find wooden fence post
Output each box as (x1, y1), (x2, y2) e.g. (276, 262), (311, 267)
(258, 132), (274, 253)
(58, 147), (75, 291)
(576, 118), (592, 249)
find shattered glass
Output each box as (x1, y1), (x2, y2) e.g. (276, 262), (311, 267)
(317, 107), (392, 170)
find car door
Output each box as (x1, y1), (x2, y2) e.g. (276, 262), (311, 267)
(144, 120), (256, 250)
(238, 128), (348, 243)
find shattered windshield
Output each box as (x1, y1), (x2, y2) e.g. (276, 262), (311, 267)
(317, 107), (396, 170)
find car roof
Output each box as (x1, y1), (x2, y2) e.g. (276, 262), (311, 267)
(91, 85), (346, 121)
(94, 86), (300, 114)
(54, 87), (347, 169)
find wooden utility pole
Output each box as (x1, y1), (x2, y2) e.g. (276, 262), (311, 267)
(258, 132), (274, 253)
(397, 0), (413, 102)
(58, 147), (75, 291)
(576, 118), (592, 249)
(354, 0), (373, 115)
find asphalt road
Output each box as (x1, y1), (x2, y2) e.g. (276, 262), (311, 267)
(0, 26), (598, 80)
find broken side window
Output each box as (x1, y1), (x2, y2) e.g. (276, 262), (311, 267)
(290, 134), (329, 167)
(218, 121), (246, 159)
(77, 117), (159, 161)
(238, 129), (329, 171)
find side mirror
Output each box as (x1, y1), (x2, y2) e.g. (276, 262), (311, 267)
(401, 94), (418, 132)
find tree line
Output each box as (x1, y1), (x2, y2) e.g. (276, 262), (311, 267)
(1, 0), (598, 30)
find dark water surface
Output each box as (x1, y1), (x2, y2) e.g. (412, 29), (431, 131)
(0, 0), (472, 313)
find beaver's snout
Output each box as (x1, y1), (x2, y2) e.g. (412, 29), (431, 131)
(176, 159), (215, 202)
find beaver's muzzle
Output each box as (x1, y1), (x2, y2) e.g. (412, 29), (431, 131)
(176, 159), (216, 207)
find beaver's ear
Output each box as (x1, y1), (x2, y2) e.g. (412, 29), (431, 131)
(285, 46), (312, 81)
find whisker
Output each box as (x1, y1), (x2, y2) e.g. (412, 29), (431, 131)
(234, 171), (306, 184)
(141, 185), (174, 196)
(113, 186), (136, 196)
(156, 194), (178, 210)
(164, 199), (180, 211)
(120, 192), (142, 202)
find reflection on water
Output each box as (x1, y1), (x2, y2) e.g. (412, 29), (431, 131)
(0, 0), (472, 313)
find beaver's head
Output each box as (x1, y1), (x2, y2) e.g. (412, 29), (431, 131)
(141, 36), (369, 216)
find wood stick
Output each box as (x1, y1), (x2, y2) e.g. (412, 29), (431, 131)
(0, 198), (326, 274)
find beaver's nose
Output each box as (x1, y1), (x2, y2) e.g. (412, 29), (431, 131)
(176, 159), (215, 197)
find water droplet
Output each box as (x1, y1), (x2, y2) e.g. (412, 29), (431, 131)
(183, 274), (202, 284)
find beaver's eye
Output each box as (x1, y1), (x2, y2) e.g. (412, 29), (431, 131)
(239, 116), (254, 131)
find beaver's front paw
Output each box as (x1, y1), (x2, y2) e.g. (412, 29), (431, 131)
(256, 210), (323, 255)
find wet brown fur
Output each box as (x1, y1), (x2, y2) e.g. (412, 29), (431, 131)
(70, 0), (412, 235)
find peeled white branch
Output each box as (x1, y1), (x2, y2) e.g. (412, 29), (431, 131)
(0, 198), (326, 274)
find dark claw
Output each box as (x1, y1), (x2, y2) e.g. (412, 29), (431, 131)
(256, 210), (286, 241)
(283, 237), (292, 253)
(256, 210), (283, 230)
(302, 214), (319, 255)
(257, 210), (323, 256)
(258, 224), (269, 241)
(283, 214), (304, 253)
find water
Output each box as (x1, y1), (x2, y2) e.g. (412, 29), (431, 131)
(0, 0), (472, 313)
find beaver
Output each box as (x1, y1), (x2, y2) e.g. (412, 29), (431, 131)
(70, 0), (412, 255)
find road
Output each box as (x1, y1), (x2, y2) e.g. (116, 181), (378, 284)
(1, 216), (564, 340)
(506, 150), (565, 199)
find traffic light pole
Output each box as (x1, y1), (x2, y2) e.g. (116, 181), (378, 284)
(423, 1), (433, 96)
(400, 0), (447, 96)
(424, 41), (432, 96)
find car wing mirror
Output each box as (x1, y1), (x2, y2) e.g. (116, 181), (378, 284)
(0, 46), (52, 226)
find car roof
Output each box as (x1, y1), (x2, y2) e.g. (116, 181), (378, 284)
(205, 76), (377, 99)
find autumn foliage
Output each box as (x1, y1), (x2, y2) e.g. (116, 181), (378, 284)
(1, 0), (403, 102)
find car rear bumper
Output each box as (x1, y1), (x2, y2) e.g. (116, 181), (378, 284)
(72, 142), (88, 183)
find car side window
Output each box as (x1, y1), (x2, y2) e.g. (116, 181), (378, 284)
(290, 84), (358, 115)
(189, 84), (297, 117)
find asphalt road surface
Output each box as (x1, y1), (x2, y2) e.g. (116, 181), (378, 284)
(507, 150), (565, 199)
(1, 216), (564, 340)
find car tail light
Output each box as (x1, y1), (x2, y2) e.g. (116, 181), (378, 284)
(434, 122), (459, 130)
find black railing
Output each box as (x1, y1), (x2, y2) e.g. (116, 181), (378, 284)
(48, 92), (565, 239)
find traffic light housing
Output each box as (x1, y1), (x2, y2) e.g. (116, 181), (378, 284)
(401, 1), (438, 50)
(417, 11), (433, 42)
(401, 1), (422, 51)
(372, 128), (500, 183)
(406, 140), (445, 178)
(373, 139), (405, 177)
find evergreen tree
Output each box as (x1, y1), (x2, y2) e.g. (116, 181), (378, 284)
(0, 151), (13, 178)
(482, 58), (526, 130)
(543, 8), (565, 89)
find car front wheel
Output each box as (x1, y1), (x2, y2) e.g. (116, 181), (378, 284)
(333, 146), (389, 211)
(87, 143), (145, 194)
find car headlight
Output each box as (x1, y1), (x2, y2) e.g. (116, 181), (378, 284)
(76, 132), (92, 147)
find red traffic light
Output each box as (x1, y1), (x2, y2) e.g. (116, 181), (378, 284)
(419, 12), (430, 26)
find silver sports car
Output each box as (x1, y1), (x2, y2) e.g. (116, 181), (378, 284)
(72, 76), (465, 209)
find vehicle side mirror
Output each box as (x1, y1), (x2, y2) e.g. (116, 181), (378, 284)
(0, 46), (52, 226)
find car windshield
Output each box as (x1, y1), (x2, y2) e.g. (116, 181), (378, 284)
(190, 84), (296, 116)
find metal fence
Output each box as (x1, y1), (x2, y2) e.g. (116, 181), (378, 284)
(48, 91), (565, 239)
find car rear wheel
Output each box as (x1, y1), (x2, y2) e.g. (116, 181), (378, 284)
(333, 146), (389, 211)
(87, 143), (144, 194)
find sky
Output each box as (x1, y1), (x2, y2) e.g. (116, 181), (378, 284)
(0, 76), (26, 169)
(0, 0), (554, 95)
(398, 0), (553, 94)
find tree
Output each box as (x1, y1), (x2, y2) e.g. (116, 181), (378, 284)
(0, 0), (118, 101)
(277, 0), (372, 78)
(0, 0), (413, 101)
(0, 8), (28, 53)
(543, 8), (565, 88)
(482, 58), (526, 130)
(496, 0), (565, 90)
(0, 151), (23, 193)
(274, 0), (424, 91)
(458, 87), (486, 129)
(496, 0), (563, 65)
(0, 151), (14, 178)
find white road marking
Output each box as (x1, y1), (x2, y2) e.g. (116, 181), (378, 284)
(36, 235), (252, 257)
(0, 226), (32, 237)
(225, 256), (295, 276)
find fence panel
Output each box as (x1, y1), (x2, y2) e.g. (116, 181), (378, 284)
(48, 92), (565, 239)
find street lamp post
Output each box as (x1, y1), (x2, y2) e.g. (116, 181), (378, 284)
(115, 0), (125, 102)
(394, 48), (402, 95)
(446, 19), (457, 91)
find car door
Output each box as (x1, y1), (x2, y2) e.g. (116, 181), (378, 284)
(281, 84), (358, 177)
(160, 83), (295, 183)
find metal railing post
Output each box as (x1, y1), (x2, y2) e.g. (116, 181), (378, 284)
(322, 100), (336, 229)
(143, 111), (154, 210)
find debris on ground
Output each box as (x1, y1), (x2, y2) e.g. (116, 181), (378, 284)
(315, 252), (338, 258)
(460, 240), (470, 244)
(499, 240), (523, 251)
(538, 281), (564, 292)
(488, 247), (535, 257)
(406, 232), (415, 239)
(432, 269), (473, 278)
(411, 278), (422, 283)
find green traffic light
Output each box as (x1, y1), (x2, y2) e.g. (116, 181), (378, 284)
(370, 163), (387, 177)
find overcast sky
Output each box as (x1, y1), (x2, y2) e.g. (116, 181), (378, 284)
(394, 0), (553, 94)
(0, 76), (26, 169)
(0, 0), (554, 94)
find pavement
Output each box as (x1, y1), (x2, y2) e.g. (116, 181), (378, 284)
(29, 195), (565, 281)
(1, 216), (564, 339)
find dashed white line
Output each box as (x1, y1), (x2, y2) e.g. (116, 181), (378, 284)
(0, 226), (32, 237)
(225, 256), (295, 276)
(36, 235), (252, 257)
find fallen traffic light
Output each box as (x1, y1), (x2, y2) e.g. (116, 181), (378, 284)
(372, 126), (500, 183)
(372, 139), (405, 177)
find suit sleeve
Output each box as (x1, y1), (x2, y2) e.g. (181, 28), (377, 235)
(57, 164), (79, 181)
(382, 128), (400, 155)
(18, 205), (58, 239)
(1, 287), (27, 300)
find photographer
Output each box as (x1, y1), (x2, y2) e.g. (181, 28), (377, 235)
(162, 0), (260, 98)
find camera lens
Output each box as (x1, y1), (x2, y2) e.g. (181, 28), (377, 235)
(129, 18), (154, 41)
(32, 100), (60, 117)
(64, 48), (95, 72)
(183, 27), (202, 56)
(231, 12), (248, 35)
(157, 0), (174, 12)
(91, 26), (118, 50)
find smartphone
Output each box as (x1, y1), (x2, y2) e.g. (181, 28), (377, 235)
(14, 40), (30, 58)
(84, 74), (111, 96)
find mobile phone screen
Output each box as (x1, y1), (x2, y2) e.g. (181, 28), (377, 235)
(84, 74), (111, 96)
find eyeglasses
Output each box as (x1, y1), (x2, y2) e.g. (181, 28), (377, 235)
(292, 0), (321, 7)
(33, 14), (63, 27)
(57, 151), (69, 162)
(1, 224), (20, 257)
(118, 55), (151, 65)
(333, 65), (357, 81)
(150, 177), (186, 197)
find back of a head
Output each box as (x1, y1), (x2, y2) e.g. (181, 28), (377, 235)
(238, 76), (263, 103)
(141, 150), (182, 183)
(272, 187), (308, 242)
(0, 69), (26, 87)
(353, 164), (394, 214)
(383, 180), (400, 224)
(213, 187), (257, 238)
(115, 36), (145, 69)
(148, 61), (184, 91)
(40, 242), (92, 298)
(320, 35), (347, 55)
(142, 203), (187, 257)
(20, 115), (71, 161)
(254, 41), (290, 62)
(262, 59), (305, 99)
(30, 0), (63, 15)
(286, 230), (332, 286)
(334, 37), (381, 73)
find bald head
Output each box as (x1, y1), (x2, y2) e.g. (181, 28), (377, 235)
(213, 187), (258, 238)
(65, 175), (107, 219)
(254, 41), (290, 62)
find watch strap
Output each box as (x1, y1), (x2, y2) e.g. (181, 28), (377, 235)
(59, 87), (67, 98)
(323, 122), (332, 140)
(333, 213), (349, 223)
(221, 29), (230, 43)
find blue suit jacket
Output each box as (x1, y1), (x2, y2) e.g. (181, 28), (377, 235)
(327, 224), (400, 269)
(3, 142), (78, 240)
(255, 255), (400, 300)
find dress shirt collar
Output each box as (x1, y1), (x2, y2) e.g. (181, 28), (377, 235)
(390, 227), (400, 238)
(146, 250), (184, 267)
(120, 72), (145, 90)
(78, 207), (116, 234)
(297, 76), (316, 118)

-- -- --

TASK: Show a copy of each line from the records above in which the string "white" occurs.

RESULT:
find peeled white branch
find white road marking
find dashed white line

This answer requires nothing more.